Page excerpt:
/---
We performed a Responsive Classroom Energizer called “Human Protractor”, in which students contort their bodies into different angles (ie-180 degrees = hands straight up in the air; 90 degrees = body bends into an upside-down “L”).
So, now we had diagnosed the problem and had taken a break to re-energize. Now we were ready to develop a solution.
I asked students to raise their hand if, at this point, they had something they wanted to write about on their list. About half raised their hands. I sent them back to their seats to get back to writing. For those who stayed behind, I asked them to make a T-chart, and I shared a different tool I’d learned from @BethRimer all those years ago: the “Favorites/Not Favorites” list.
Of course, looking back, it makes perfect sense that some kids would have trouble making a list of “Stuff They Like to Talk/Write About”, especially if the child doesn’t talk all that much. Or, perhaps, this list was too abstract for some thinkers to use for writing ideas. Maybe it was just a case of the late afternoon blues. Regardless, making a list of favorite things and not-favorite things came much more easily. Every child had four or more items within seconds, and I sent them back to their seats when they had one they could write about.
Sometimes, I’m lucky enough to catch the strikeout early, and sometimes the strikeout comes late in the game, and we debrief the next day. Either way, debriefing gives me the opportunity to turn even the most catastrophic moments into teachable moments.
This type of debriefing doesn’t just save my life, though; it sets me free. I can try out new and interesting strategies (or, in this case, linger on an old one for too long)–because even if they fall flat, I can always debrief, regroup, and make an adjustment.

Debriefing the Home Run
After our initial strikeout, things went swimmingly. Students were writing! All of them! One of the biggest struggles in writing workshop isn’t that students don’t write as well as we want–it’s that some students are so sick of school that they don’t give us anything to work with. One hundred percent participation is not the end goal, but it’s a crucial starting point toward helping students grow toward their potential. It took a bit of work, but we were finally off to a good start.
When we had about five minutes left, I used yet another version of the debrief: “Alright guys, I have to say, right now, as students, you guys are crushing it. What do you notice that you or a classmate did to make our work time so successful?
They said things like:
- “We were focused.”
- “We started right away.”
- “I wrote about a topic that I love.”
- “The Favorites/Not Favorites List worked better for me.”
I took this moment to try to crystallize some of the learning that had just happened.
\---
Saved data entries
/---
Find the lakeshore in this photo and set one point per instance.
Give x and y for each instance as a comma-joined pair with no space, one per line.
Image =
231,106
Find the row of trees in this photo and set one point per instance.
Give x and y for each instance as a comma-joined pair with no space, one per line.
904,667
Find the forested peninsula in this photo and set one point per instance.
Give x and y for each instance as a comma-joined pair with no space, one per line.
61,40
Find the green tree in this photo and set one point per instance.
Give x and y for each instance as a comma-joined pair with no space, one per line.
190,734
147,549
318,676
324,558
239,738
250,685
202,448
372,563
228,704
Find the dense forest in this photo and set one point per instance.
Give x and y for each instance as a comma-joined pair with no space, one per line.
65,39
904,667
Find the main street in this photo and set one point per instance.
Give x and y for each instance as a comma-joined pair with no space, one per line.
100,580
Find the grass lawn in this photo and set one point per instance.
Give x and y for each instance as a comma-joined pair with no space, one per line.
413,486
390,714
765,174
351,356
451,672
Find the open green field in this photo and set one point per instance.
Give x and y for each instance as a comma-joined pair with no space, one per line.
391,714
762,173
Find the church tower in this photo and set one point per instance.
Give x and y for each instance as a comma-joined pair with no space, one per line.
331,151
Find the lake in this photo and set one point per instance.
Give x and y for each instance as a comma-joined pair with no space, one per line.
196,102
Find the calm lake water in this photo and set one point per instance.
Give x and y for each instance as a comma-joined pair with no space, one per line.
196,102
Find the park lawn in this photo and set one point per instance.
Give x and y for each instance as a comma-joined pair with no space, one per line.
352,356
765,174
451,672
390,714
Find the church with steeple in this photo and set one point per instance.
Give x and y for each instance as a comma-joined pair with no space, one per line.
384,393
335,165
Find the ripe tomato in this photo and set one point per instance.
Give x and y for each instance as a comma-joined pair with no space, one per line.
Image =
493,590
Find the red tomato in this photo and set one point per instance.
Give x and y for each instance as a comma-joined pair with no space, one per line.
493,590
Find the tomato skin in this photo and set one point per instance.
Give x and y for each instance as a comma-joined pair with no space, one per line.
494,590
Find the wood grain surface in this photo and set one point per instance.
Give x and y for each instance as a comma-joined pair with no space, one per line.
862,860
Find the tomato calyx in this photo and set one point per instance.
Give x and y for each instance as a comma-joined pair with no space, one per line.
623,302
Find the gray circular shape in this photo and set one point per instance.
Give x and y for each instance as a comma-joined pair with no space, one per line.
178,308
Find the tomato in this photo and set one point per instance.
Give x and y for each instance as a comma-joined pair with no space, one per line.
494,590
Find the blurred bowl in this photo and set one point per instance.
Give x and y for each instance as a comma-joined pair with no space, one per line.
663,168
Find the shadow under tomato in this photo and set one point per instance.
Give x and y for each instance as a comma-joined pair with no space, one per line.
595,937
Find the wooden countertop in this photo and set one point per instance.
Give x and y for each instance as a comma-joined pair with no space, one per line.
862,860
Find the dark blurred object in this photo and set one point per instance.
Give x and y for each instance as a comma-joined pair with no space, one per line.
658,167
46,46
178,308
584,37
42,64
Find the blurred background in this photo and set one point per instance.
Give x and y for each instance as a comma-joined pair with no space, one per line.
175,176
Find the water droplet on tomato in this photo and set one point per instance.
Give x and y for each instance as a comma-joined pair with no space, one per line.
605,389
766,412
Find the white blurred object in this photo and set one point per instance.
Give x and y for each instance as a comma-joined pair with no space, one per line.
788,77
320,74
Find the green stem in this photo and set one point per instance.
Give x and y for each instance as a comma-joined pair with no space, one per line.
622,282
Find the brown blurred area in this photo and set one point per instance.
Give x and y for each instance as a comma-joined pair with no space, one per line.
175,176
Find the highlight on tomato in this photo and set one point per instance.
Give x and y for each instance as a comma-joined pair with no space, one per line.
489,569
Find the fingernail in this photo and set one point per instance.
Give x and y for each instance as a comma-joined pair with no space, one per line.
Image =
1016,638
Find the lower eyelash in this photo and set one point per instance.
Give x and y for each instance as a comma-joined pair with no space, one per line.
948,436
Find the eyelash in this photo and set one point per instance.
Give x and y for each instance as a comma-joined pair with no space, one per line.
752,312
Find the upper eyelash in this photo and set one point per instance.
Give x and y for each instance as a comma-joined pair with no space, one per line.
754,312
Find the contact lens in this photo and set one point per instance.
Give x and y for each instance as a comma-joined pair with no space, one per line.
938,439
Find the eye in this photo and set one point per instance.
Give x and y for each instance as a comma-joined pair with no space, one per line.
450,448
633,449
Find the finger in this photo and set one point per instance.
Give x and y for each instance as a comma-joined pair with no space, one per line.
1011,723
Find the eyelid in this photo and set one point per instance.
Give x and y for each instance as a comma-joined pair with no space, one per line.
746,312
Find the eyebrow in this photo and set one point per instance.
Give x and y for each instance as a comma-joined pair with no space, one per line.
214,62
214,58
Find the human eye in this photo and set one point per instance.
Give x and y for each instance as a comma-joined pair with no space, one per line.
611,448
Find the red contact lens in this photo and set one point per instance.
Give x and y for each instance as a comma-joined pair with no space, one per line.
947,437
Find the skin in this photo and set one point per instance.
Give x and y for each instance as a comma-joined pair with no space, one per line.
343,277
\---
Task brief: In the classroom writing excerpt, what body position represents 90 degrees in the "Human Protractor" energizer?

Exercise response: The body bends into an upside-down "L".